> **Selected passage**:

Add task nodes to the cluster in the EMR console. For more information, see Scale out a cluster.

What do I do if the computing capability of an EMR cluster is excessively high?

Resolve this issue based on the billing method of your cluster.
  • For a pay-as-you-go cluster, remove one or more task nodes from the cluster in the EMR console.
  • For a subscription cluster, stop the NodeManager of YARN on a specific task node, change the billing method of the ECS instance that serves as the task node to pay-as-you-go in the ECS console, and then release the instance.

What do I do if the version of a component in an EMR cluster does not meet my business requirements?

Purchase a cluster of a later version. You are not allowed to update a specific component of an existing cluster. For more information, see Create a cluster.

How do I convert a non-high-availability (non-HA) cluster into an HA cluster?

Non-HA clusters cannot be converted into HA clusters. We recommend that you purchase an HA cluster.

How do I deploy third-party software or third-party services on EMR?

We recommend that you use bootstrap actions to install third-party software or third-party services when you create a cluster. If you manually install third-party software or third-party services after you create a cluster, you must reinstall the software or services when you add nodes.

What do I do if an ECS instance of an EMR cluster reports an alert that an error occurred and the instance must be re-deployed?

submit a ticket.

I upgraded the node configurations of a node group to increase the memory and vCPUs. Why are the added resources not applied to the YARN service?

The memory and vCPU resources of the YARN service on an EMR cluster are the sum of the resources of the NodeManager on each node. However, the memory and vCPU configurations of the NodeManager on each node do not automatically change after you upgrade the node configurations. You can manually modify the configurations and restart the NodeManager on each node. This way, the total memory and vCPU resources of the YARN service increase. For more information about how to modify the parameters of a service, see Manage parameters for services.

You must modify the following parameters:
  • Memory: yarn.nodemanager.resource.memory-mb
  • vCPU: yarn.nodemanager.resource.cpu-vcores
mem_cpu

Why does a job remain in the ACCEPTED state when sufficient resources are available in the YARN service?

> **Extracted data**:
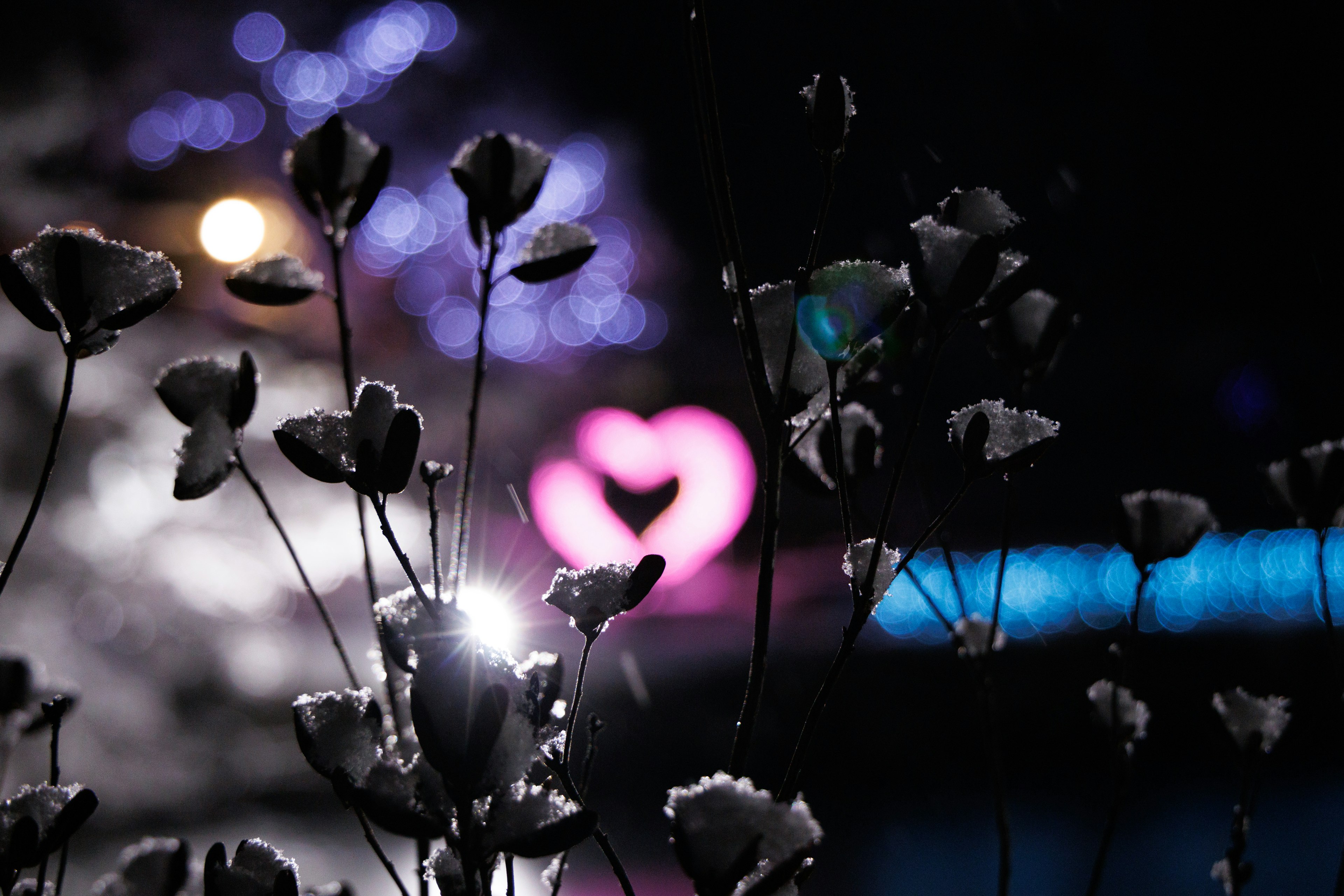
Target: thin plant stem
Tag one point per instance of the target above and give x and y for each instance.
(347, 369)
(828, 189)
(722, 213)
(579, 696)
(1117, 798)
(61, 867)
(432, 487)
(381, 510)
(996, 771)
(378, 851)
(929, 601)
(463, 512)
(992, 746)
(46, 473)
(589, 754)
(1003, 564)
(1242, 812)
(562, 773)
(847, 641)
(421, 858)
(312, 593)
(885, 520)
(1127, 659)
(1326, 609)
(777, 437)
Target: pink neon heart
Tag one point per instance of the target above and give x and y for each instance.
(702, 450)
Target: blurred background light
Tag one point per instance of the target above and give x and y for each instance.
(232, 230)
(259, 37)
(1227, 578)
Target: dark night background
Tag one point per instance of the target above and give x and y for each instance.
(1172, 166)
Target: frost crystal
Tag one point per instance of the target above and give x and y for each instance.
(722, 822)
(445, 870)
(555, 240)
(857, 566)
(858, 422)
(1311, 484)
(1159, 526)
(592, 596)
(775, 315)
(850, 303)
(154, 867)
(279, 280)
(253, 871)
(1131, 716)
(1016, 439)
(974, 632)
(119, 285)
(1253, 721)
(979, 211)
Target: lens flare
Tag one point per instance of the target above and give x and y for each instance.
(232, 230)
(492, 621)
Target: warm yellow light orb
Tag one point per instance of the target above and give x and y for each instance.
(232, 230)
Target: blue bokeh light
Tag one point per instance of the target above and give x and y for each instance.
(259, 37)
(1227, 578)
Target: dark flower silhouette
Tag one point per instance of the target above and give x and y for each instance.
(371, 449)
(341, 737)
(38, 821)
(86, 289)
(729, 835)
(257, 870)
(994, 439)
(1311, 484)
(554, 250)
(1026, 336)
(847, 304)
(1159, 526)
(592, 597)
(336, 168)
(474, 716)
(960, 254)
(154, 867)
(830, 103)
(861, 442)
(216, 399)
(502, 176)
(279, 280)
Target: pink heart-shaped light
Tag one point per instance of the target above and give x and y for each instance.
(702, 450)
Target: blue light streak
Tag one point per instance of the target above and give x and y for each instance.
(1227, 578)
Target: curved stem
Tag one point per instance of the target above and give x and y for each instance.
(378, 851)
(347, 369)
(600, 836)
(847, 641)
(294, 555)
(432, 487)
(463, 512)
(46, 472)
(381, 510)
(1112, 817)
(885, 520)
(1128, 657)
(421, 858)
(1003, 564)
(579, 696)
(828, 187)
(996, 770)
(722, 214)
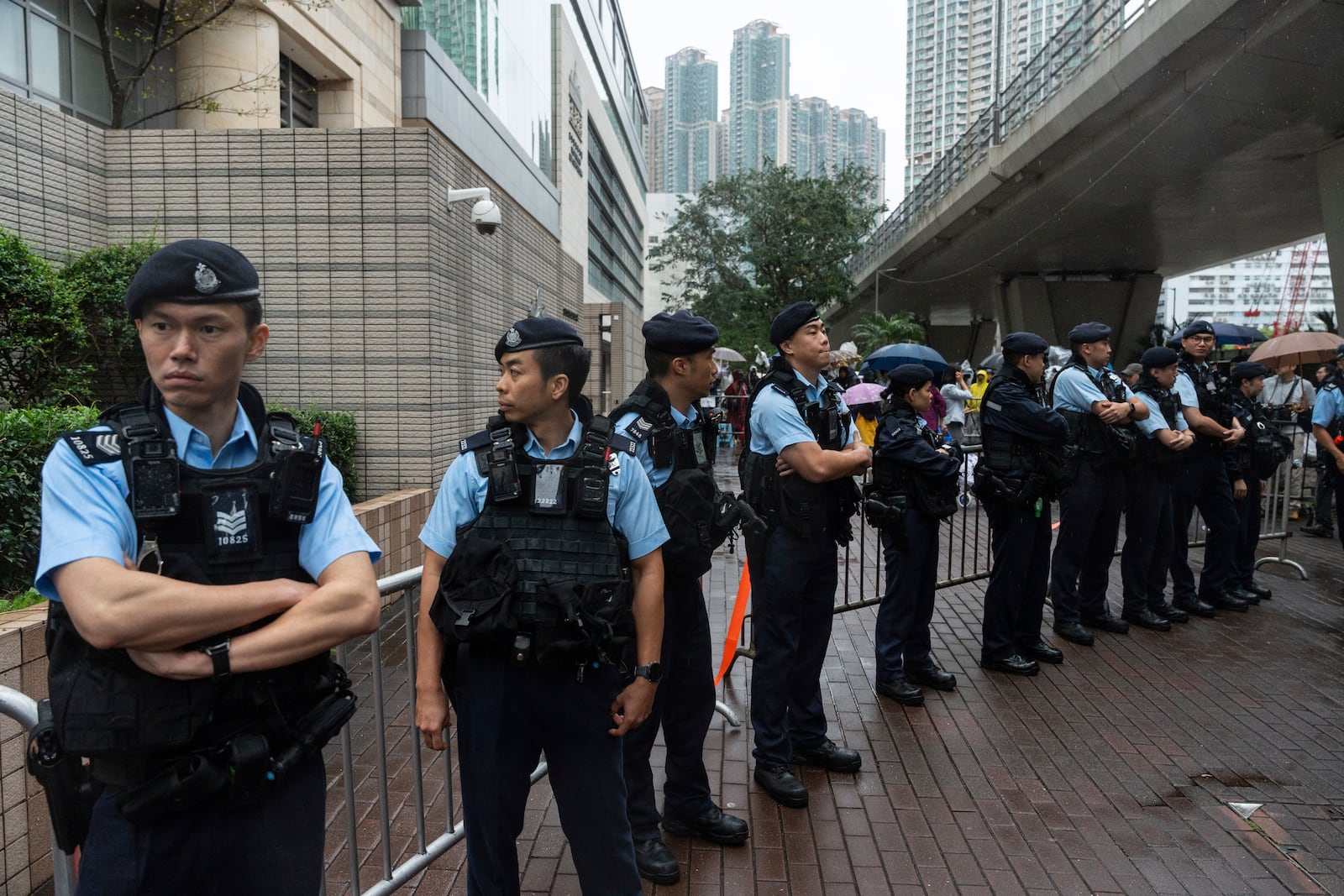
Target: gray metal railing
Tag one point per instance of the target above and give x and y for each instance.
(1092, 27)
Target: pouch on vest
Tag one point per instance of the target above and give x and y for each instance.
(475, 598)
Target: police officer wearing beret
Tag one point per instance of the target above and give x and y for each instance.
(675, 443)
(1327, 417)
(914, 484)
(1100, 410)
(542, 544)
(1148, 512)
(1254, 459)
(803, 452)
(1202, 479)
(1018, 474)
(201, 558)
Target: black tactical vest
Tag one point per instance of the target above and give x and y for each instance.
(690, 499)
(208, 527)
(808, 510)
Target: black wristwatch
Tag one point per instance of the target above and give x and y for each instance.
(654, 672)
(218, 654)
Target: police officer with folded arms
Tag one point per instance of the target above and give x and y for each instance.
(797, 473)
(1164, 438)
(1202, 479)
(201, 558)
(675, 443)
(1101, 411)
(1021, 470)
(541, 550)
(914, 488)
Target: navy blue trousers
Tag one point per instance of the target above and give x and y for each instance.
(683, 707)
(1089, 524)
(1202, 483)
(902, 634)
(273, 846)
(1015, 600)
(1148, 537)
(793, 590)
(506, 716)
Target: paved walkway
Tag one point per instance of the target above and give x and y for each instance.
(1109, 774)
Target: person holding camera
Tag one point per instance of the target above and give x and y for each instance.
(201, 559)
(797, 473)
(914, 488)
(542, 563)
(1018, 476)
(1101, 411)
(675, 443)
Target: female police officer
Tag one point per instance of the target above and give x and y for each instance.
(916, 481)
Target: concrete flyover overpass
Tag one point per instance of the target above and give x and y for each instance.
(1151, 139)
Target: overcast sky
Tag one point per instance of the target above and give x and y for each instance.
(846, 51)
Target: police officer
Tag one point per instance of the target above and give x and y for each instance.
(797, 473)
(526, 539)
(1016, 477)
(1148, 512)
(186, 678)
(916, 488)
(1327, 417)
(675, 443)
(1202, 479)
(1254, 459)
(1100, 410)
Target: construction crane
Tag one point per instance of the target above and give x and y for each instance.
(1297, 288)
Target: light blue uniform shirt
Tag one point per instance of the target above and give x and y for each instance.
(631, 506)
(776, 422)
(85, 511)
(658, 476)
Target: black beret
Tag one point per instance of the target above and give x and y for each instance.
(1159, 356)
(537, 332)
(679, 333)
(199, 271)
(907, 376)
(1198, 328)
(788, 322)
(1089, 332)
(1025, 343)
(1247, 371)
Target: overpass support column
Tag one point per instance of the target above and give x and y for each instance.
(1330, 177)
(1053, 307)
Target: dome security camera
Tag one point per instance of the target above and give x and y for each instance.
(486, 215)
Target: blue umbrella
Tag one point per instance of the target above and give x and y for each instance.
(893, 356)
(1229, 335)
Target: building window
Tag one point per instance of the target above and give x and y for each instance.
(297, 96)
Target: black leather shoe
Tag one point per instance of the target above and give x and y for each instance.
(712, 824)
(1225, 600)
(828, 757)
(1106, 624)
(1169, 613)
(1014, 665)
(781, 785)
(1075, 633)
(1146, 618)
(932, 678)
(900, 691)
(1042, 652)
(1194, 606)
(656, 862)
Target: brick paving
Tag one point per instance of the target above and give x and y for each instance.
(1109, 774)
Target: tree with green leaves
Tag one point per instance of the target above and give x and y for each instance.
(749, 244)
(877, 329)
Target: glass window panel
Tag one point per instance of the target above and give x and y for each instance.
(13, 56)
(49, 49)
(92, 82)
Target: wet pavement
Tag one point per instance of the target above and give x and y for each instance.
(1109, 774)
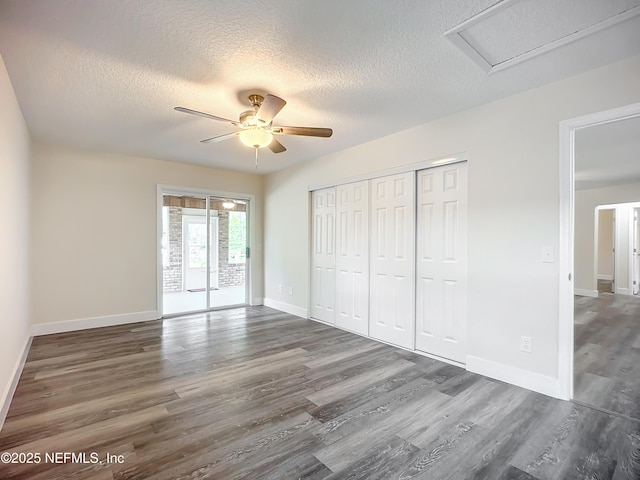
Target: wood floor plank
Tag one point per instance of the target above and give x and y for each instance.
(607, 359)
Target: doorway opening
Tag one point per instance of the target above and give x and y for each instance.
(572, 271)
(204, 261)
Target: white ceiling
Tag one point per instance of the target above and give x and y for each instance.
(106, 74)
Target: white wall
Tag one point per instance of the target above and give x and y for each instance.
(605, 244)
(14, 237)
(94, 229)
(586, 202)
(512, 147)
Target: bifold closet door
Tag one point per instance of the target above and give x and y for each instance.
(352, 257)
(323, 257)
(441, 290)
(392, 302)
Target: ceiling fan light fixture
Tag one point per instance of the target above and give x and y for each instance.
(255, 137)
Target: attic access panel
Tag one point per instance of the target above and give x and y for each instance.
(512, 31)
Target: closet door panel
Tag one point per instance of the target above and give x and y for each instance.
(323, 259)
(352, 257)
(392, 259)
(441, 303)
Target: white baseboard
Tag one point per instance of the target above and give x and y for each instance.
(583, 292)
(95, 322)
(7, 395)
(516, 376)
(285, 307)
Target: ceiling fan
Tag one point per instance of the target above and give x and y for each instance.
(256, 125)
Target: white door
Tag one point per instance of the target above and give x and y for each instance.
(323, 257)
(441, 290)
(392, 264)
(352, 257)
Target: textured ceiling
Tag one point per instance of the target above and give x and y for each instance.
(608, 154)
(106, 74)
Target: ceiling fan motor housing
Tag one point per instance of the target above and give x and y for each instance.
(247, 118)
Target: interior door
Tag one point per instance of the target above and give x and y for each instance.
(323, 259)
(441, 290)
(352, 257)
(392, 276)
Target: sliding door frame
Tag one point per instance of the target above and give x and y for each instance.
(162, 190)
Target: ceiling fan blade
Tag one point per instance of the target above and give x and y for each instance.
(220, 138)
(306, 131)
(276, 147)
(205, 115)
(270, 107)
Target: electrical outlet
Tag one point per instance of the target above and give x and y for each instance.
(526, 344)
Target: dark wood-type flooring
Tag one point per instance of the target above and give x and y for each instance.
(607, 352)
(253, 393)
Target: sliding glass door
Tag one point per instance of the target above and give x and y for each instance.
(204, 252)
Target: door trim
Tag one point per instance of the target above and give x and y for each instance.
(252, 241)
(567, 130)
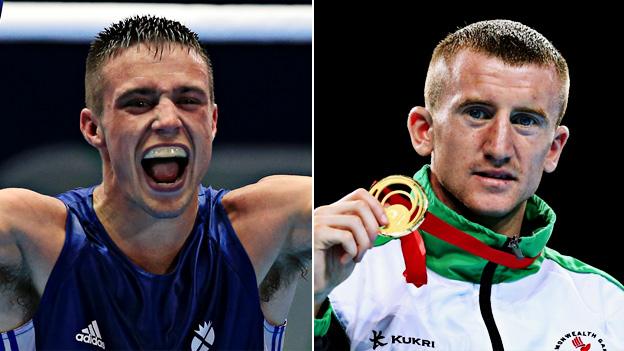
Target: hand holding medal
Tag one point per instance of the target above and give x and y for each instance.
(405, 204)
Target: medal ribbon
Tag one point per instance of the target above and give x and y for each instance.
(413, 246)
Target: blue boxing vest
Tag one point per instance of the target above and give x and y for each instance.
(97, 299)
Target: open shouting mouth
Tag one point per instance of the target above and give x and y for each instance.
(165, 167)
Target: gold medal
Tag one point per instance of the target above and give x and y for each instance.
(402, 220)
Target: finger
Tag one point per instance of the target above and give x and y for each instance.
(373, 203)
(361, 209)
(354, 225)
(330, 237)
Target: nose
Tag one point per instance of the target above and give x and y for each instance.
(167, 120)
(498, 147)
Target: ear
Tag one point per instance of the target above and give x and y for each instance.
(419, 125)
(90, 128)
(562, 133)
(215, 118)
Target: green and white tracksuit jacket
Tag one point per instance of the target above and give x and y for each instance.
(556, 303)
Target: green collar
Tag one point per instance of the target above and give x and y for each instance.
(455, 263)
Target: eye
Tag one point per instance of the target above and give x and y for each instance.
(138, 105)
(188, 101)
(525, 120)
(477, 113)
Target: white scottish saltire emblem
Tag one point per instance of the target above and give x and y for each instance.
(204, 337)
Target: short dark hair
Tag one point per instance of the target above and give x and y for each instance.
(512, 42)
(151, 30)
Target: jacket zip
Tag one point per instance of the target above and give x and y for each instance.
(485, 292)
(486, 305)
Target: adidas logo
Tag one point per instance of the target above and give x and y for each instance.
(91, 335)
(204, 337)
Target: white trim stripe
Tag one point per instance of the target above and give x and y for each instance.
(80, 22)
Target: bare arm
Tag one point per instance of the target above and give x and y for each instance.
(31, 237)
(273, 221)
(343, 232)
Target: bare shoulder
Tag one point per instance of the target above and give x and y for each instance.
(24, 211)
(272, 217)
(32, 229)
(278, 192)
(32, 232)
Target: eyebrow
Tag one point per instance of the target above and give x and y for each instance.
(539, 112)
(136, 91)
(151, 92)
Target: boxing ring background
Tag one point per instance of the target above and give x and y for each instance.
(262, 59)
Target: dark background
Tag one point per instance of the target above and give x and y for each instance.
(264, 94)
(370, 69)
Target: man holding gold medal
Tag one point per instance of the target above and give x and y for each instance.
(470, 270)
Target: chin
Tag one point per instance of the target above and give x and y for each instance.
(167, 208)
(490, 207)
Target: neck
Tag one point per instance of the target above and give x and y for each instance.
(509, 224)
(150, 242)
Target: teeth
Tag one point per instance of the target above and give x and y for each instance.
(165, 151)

> **Work to complete**:
1. Translate this sentence from the EMR cluster FAQ into Spanish: "Non-HA clusters cannot be converted into HA clusters."
2. According to the EMR cluster FAQ, which parameter must be modified to change the memory available to the YARN service?
Answer from the text only.

> **Answer list**:
1. Los clústeres no HA no se pueden convertir en clústeres HA.

2. yarn.nodemanager.resource.memory-mb